■ Text segment
· · · · ·
July 11, 2013
Meta:

> That is a bit better, yes. Still somewhat clunky, but workable.

Recently Walter has proposed a small improvement able to reduce the size of that template. I don't know where Walter proposal has gone in the meantime, as people have suggested a better and more general design.


> It'd still be nice if it wasn't necessary.

Algebraic is still primitive, but improving both D and Phobos it can become better. It requires some discussions, design, and implementation work.

Bye,
bearophile
July 11, 2013
On Thursday, 11 July 2013 at 12:05:49 UTC, Meta wrote:
> On Thursday, 11 July 2013 at 04:03:19 UTC, Jesse Phillips wrote:
>> On Thursday, 11 July 2013 at 03:06:39 UTC, Meta wrote:
>>> struct Option(T)
· · · · ·
■ Provided data
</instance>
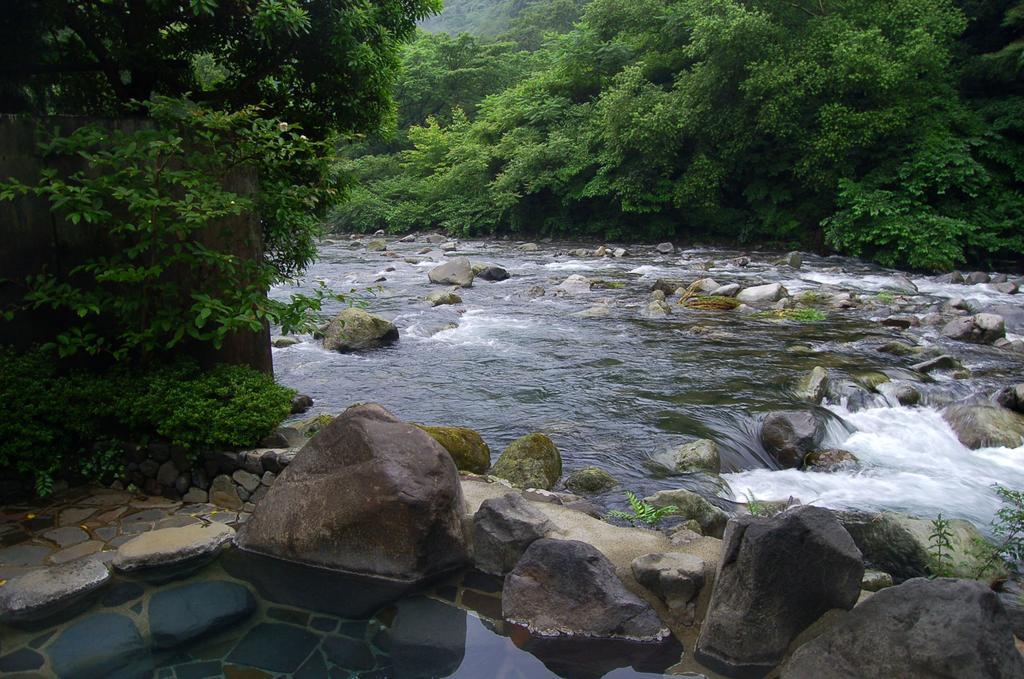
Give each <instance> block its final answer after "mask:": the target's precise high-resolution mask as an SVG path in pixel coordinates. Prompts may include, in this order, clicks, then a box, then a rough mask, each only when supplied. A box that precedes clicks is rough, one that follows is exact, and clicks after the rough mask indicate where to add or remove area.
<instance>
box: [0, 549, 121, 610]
mask: <svg viewBox="0 0 1024 679" xmlns="http://www.w3.org/2000/svg"><path fill="white" fill-rule="evenodd" d="M110 580H111V574H110V571H109V570H108V569H106V566H105V565H103V564H102V563H99V562H97V561H94V560H92V559H83V560H81V561H73V562H71V563H66V564H63V565H58V566H52V567H48V568H40V569H38V570H33V571H32V572H29V574H26V575H24V576H20V577H19V578H15V579H14V580H11V581H10V582H9V583H7V584H6V585H4V586H3V587H0V623H4V624H8V625H9V624H20V623H36V622H40V621H44V620H49V619H51V618H53V617H55V616H57V614H58V613H60V612H62V611H68V612H69V613H71V612H75V611H76V609H77V606H78V604H79V603H81V602H82V601H84V600H85V599H86V598H88V596H89V595H90V594H92V593H93V592H96V591H97V590H99V589H100V588H101V587H103V586H104V585H106V584H108V583H109V582H110Z"/></svg>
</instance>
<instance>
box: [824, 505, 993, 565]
mask: <svg viewBox="0 0 1024 679" xmlns="http://www.w3.org/2000/svg"><path fill="white" fill-rule="evenodd" d="M836 517H837V518H838V519H839V521H840V522H841V523H842V524H843V527H845V528H846V529H847V532H848V533H849V534H850V536H851V537H852V538H853V541H854V542H855V543H856V544H857V548H858V549H860V551H861V553H863V555H864V562H865V563H867V564H868V565H870V566H872V567H874V568H878V569H880V570H884V571H885V572H888V574H891V575H892V577H893V578H894V579H896V581H898V582H902V581H904V580H908V579H910V578H921V577H924V576H927V575H929V572H930V568H931V564H932V557H931V534H932V533H933V531H934V529H935V528H934V525H933V524H932V522H931V521H930V520H927V519H923V518H918V517H915V516H909V515H907V514H901V513H899V512H836ZM949 534H950V535H949V542H950V545H951V548H952V549H951V551H950V557H951V561H952V568H953V574H954V575H956V576H961V577H973V575H974V574H975V571H976V570H977V569H978V567H979V566H980V565H981V564H980V562H979V560H978V556H977V555H975V554H974V547H975V545H976V543H977V541H978V540H981V539H982V536H981V534H980V533H979V532H978V528H976V527H975V525H974V524H973V523H971V522H970V521H965V520H963V519H953V520H950V521H949Z"/></svg>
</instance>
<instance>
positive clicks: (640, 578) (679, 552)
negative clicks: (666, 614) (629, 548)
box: [631, 552, 705, 622]
mask: <svg viewBox="0 0 1024 679" xmlns="http://www.w3.org/2000/svg"><path fill="white" fill-rule="evenodd" d="M631 567H632V569H633V577H634V578H636V579H637V582H638V583H640V584H641V585H643V586H644V587H646V588H647V589H649V590H650V591H651V592H653V593H654V594H656V595H657V597H658V598H659V599H662V600H663V601H665V604H666V605H667V606H668V607H669V610H671V611H673V612H674V613H677V614H681V616H682V617H683V619H684V620H686V621H687V622H690V621H692V619H693V605H692V602H693V601H694V599H696V597H697V594H699V593H700V590H701V588H703V585H705V562H703V559H701V558H699V557H697V556H693V555H692V554H683V553H680V552H669V553H666V554H644V555H643V556H638V557H637V558H635V559H633V563H632V564H631Z"/></svg>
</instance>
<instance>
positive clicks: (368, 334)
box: [322, 306, 398, 351]
mask: <svg viewBox="0 0 1024 679" xmlns="http://www.w3.org/2000/svg"><path fill="white" fill-rule="evenodd" d="M323 334H324V337H323V339H322V342H323V344H324V348H325V349H328V350H329V351H359V350H361V349H373V348H376V347H379V346H384V345H386V344H391V343H392V342H396V341H398V329H397V328H396V327H395V325H394V324H393V323H391V322H390V321H385V320H384V319H382V317H380V316H378V315H374V314H373V313H369V312H367V311H364V310H362V309H359V308H356V307H354V306H353V307H349V308H347V309H345V310H344V311H342V312H341V313H339V314H338V315H336V316H335V317H334V320H332V321H331V323H329V324H328V325H327V327H326V328H325V329H324V331H323Z"/></svg>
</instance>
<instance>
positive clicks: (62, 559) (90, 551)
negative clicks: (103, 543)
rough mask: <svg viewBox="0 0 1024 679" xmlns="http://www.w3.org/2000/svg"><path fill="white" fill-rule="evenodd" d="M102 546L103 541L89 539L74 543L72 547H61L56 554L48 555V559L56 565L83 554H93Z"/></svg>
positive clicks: (101, 548) (82, 555)
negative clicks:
· · · · ·
■ Exercise details
From the forum thread above, extract word for word the part that opens with the words containing "Recently Walter has" and closes with "it wasn't necessary.".

■ Answer to this problem
Recently Walter has proposed a small improvement able to reduce the size of that template. I don't know where Walter proposal has gone in the meantime, as people have suggested a better and more general design.


> It'd still be nice if it wasn't necessary.